TO DO -
[1] Summarize the passage on blockchain platforms in two sentences.
[2] Render the records as a Markdown table with the columns Row and Content, starting at the line that contains "point_to finds the plastic tray" and ending at the line that contains "pixel 143 300". Number the rows in order, skip blank lines, and leave the pictures out.

TEXT -
◆ ◆ ◆ ◆ ◆ ◆ ◆

After the application has been put through its paces successfully, the core components for the application of a blockchain are selected. The type of blockchain determines many parameters, including the choice of runtime environment for smart contracts, processing speed, consensus finding algorithm, and last but not least the visibility of transactions. Here it is helpful to compare some blockchains to get a feeling for the possibilities. The comparison starts with the most popular blockchain: Bitcoin. Afterwards, the groundbreaking Ethereum, with its Ethereum Virtual Machine, is considered. Finally, we want to draw a comparison with well-known representatives of the new smart contract platforms: Corda, Hyperledger, and Quorum.

Generation Year Name Consensus Algorithm Visibility of Transactions Smart Contract Turing-Complete Blockspeed
1 2008 Bitcoin Proof of Work Public only Bitcoin Script No ~10m
2 2013 Ethereum (Ethereum Foundation) Proof of Work (Proof of Stake) Public only Solidity/EVM Yes ~15s
3 2015 Corda (R3) Customizable through plug-in architecture Selectable Java, Kotlin Yes Variable
2016 Hyperledger (Linux Foundation) Channel with 2-N members Java, Go, JS Yes
2016 Quorum (J.P. Morgan) Public, private Solidity/EVM Yes
Table 1: Smart-Contract features of selected blockchains


All blockchains listed in Table 1 are open source, extensively documented, and waiting to be forked on GitHub. Bitcoin is the oldest blockchain in the list and can be considered the first generation of the smart contract platform. smart contracts are written here in Bitcoin Script, an assembly-like language that offers few operation codes and is not Turing complete. Smart contracts are stateless on the blockchain; only the smart contracts and the resulting transaction output are stored. All smart contracts are public, as they are distributed to all miners for calculation. After approximately ten minutes, a miner delivers the result block. For complex smart contracts, Bitcoin is not the best choice, since handling operation codes and the long wait for the result block require that almost all business logic has to be shifted off-chain. For the connection of such outsourced logic or services there are many individual solutions and unfortunately no standard solution. The high distribution of Bitcoin blockchain is its biggest advantage. Despite the above restrictions, many interesting applications are possible.

◆ ◆ ◆ ◆ ◆ ◆ ◆

GIVEN DATA -
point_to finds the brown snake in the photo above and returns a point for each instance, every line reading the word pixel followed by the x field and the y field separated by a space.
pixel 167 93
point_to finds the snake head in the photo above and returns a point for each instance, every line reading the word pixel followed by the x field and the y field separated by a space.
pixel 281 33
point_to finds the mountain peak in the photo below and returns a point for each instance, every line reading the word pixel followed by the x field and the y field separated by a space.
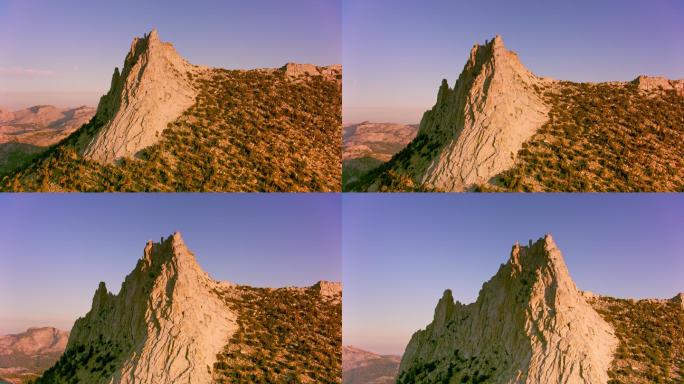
pixel 529 324
pixel 150 92
pixel 481 124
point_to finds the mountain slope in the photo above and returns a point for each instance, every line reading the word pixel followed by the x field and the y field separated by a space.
pixel 26 355
pixel 167 125
pixel 170 322
pixel 363 367
pixel 529 324
pixel 503 128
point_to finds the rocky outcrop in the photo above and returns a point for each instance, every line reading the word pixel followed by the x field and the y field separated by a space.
pixel 659 84
pixel 152 90
pixel 363 367
pixel 377 140
pixel 329 289
pixel 166 325
pixel 483 121
pixel 25 355
pixel 530 324
pixel 294 70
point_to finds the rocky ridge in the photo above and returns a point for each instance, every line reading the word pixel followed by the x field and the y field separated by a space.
pixel 501 128
pixel 530 324
pixel 151 91
pixel 168 125
pixel 172 323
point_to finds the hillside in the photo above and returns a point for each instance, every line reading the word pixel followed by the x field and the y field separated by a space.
pixel 363 367
pixel 26 355
pixel 502 128
pixel 367 145
pixel 171 322
pixel 651 334
pixel 530 324
pixel 168 125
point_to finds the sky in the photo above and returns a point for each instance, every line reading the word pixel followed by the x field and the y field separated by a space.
pixel 56 248
pixel 64 53
pixel 396 52
pixel 401 251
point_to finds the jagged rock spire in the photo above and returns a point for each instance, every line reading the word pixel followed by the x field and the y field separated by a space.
pixel 167 322
pixel 482 122
pixel 151 91
pixel 529 324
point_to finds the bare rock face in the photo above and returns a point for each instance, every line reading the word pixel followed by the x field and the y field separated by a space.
pixel 166 325
pixel 377 140
pixel 329 289
pixel 530 324
pixel 152 90
pixel 491 111
pixel 659 84
pixel 679 299
pixel 295 70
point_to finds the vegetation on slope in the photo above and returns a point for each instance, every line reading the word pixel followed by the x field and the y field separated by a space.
pixel 604 137
pixel 97 360
pixel 248 131
pixel 651 335
pixel 285 336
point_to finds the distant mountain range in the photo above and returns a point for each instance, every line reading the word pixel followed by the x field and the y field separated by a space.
pixel 502 128
pixel 367 145
pixel 363 367
pixel 30 131
pixel 26 355
pixel 172 323
pixel 168 125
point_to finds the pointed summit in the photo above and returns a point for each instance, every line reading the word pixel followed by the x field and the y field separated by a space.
pixel 475 130
pixel 529 324
pixel 167 324
pixel 151 91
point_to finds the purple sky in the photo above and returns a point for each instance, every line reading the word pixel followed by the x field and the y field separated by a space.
pixel 401 251
pixel 56 248
pixel 64 52
pixel 396 52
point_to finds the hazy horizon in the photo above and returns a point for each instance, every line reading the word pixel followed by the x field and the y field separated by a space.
pixel 401 251
pixel 396 52
pixel 56 248
pixel 64 54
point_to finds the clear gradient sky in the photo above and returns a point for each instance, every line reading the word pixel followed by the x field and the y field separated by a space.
pixel 396 52
pixel 56 248
pixel 401 251
pixel 64 52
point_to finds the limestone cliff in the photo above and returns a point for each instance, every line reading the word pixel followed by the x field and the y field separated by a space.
pixel 166 325
pixel 485 118
pixel 530 324
pixel 152 90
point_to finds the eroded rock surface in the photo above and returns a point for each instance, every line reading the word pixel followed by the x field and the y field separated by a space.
pixel 491 111
pixel 166 324
pixel 530 324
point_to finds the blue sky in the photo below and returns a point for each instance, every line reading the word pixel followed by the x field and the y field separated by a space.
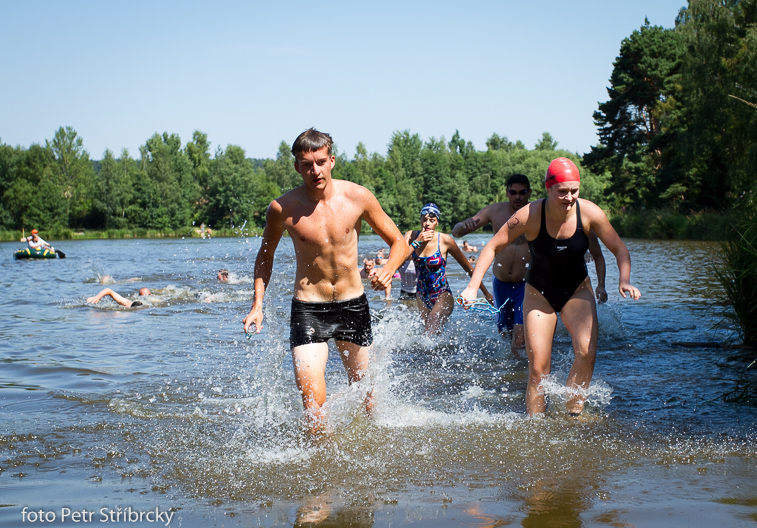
pixel 255 73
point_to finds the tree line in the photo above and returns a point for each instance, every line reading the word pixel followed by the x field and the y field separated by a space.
pixel 171 185
pixel 678 131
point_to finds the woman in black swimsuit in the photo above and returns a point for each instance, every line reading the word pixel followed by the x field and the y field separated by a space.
pixel 557 229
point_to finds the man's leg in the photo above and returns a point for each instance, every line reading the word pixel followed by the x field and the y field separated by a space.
pixel 580 318
pixel 356 360
pixel 310 374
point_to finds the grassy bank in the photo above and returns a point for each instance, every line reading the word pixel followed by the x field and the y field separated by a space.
pixel 73 234
pixel 665 224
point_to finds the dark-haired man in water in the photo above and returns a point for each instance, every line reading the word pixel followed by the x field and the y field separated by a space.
pixel 323 218
pixel 510 264
pixel 509 268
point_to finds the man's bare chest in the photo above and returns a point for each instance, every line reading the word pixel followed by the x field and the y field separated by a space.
pixel 325 225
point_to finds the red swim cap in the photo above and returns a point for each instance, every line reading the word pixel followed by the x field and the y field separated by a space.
pixel 561 170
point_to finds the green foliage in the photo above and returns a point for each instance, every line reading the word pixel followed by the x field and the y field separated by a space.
pixel 73 176
pixel 638 122
pixel 738 276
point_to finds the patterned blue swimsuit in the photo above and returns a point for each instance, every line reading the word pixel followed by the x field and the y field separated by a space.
pixel 432 278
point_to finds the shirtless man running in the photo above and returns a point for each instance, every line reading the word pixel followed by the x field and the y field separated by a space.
pixel 509 269
pixel 510 264
pixel 323 218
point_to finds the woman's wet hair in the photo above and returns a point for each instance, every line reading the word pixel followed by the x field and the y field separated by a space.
pixel 310 141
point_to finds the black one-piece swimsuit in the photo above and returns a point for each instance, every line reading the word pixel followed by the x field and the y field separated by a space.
pixel 557 267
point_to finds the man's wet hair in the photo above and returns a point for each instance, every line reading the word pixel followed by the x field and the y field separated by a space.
pixel 310 141
pixel 518 178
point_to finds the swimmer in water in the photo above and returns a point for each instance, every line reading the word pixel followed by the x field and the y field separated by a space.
pixel 323 218
pixel 557 229
pixel 430 248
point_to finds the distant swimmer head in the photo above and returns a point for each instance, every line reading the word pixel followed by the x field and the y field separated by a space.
pixel 561 170
pixel 431 209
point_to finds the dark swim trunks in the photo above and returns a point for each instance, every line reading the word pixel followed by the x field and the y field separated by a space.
pixel 341 320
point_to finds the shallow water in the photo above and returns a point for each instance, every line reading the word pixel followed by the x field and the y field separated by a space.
pixel 118 411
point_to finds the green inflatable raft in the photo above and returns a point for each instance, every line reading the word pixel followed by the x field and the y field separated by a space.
pixel 36 253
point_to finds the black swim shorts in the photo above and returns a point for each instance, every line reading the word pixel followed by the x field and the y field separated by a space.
pixel 341 320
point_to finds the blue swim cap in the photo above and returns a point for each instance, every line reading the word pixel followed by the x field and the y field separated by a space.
pixel 431 209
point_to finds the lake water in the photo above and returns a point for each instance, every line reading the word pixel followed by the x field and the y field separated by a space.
pixel 169 410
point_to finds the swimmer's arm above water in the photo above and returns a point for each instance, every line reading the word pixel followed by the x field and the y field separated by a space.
pixel 513 228
pixel 595 250
pixel 607 234
pixel 384 227
pixel 274 230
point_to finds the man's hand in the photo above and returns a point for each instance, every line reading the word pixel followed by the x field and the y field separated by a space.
pixel 381 280
pixel 601 294
pixel 425 236
pixel 254 318
pixel 632 291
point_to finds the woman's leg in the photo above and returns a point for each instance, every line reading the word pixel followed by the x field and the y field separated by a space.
pixel 439 314
pixel 539 319
pixel 580 318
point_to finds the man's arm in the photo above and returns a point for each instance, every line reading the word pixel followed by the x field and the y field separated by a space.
pixel 469 225
pixel 384 227
pixel 274 229
pixel 599 265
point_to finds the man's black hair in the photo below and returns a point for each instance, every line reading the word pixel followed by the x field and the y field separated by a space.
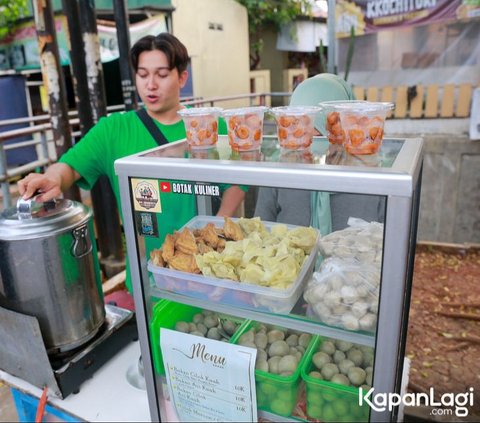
pixel 171 46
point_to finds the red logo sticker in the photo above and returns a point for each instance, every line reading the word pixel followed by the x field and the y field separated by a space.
pixel 165 187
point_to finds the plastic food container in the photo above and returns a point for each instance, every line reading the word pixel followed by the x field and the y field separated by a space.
pixel 245 127
pixel 275 393
pixel 344 293
pixel 201 125
pixel 165 315
pixel 363 124
pixel 327 401
pixel 331 120
pixel 295 126
pixel 241 294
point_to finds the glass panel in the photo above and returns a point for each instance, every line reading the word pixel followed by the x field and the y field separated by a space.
pixel 321 152
pixel 327 286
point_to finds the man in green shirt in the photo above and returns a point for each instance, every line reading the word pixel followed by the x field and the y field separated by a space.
pixel 160 65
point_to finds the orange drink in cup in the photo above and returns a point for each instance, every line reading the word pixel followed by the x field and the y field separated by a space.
pixel 363 124
pixel 245 127
pixel 331 125
pixel 295 126
pixel 201 125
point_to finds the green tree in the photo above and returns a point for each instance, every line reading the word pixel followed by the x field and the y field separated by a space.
pixel 266 13
pixel 10 12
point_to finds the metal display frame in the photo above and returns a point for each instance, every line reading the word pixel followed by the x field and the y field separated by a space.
pixel 400 183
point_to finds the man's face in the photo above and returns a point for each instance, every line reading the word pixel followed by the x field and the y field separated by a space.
pixel 157 85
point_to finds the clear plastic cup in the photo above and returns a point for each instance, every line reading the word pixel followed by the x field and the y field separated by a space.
pixel 295 126
pixel 363 124
pixel 201 125
pixel 245 127
pixel 332 127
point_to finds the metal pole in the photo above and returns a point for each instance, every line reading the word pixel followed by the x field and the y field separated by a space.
pixel 123 38
pixel 91 105
pixel 331 37
pixel 54 81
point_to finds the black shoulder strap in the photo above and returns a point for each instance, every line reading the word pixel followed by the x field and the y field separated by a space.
pixel 152 127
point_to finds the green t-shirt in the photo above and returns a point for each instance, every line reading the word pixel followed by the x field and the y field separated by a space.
pixel 123 134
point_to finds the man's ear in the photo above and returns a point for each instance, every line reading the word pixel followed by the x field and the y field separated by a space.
pixel 183 78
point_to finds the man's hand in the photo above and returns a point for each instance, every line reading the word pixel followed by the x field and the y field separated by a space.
pixel 49 185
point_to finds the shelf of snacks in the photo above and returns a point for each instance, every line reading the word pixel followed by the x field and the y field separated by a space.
pixel 326 313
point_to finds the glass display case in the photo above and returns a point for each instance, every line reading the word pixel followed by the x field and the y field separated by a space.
pixel 275 266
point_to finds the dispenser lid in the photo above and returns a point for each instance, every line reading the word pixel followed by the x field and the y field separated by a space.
pixel 30 219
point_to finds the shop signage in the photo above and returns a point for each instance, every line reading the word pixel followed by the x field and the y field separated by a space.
pixel 209 380
pixel 19 51
pixel 368 16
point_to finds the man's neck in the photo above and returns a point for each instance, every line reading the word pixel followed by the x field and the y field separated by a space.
pixel 168 117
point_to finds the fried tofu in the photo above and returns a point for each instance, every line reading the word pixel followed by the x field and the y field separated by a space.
pixel 232 230
pixel 209 235
pixel 156 257
pixel 168 248
pixel 185 242
pixel 184 262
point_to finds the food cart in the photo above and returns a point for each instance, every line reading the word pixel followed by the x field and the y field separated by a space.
pixel 164 295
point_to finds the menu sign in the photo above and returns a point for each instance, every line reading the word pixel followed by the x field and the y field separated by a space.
pixel 209 380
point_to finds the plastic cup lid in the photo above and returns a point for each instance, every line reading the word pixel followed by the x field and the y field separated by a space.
pixel 364 106
pixel 295 110
pixel 244 110
pixel 200 111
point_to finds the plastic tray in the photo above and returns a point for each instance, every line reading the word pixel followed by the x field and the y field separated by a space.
pixel 275 393
pixel 165 315
pixel 238 294
pixel 327 401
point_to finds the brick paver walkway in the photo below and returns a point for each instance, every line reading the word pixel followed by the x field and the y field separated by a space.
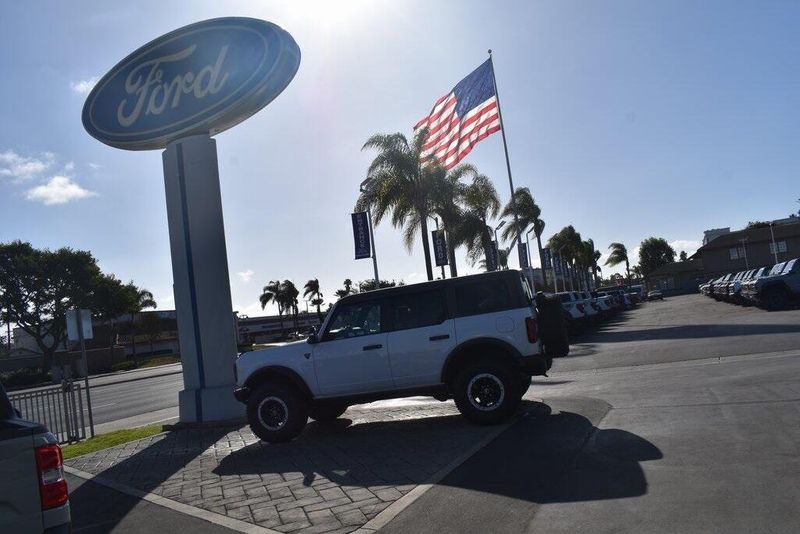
pixel 334 478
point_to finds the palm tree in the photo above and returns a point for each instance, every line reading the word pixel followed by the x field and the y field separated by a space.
pixel 289 294
pixel 480 205
pixel 272 292
pixel 446 195
pixel 619 254
pixel 348 288
pixel 528 213
pixel 502 259
pixel 311 289
pixel 400 185
pixel 568 241
pixel 143 300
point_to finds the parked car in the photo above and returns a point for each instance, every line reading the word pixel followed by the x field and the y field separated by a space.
pixel 477 339
pixel 573 308
pixel 589 308
pixel 776 291
pixel 33 491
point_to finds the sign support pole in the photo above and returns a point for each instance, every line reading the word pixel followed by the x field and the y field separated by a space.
pixel 206 330
pixel 85 369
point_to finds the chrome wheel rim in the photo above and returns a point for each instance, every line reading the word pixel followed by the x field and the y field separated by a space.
pixel 485 392
pixel 272 413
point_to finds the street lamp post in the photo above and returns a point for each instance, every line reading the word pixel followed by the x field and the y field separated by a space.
pixel 436 220
pixel 743 241
pixel 774 246
pixel 363 189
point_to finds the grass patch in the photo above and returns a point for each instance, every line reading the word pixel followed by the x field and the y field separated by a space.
pixel 110 439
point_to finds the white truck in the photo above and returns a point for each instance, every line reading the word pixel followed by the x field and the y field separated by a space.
pixel 477 339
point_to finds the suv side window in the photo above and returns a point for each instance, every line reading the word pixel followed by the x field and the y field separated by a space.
pixel 486 296
pixel 416 310
pixel 354 320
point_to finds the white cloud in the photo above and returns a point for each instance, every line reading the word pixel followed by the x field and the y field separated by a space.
pixel 82 87
pixel 246 275
pixel 59 190
pixel 23 168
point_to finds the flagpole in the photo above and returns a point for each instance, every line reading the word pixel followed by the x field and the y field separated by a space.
pixel 508 162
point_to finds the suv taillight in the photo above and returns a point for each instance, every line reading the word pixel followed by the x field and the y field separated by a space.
pixel 52 484
pixel 530 327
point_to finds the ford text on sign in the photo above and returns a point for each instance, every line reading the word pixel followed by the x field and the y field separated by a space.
pixel 202 78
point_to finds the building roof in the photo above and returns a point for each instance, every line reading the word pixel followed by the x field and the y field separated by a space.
pixel 678 267
pixel 753 235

◆ ◆ ◆ ◆ ◆ ◆ ◆

SOLUTIONS TO THE EXERCISE -
[1] Once an application has been tested successfully, the core blockchain components are chosen, and because the type of blockchain determines parameters such as the smart contract runtime, processing speed, consensus algorithm and transaction visibility, the text compares Bitcoin, Ethereum, Corda, Hyperledger and Quorum. Bitcoin, the oldest and first-generation platform, uses the limited, non-Turing-complete Bitcoin Script, makes all smart contracts public and delivers result blocks after about ten minutes, so it is poorly suited to complex contracts, although its high distribution is its biggest advantage.

[2]
| Row | Content |
|---|---|
| 1 | point_to finds the plastic tray in the photo above and returns a point for each instance, every line reading the word pixel followed by the x field and the y field separated by a space. |
| 2 | pixel 275 393 |
| 3 | pixel 165 315 |
| 4 | pixel 238 294 |
| 5 | pixel 327 401 |
| 6 | point_to finds the brick paver walkway in the photo below and returns a point for each instance, every line reading the word pixel followed by the x field and the y field separated by a space. |
| 7 | pixel 334 478 |
| 8 | point_to finds the palm tree in the photo above and returns a point for each instance, every line reading the word pixel followed by the x field and the y field separated by a space. |
| 9 | pixel 289 294 |
| 10 | pixel 480 205 |
| 11 | pixel 272 292 |
| 12 | pixel 446 195 |
| 13 | pixel 619 254 |
| 14 | pixel 348 288 |
| 15 | pixel 528 213 |
| 16 | pixel 502 259 |
| 17 | pixel 311 289 |
| 18 | pixel 400 185 |
| 19 | pixel 568 241 |
| 20 | pixel 143 300 |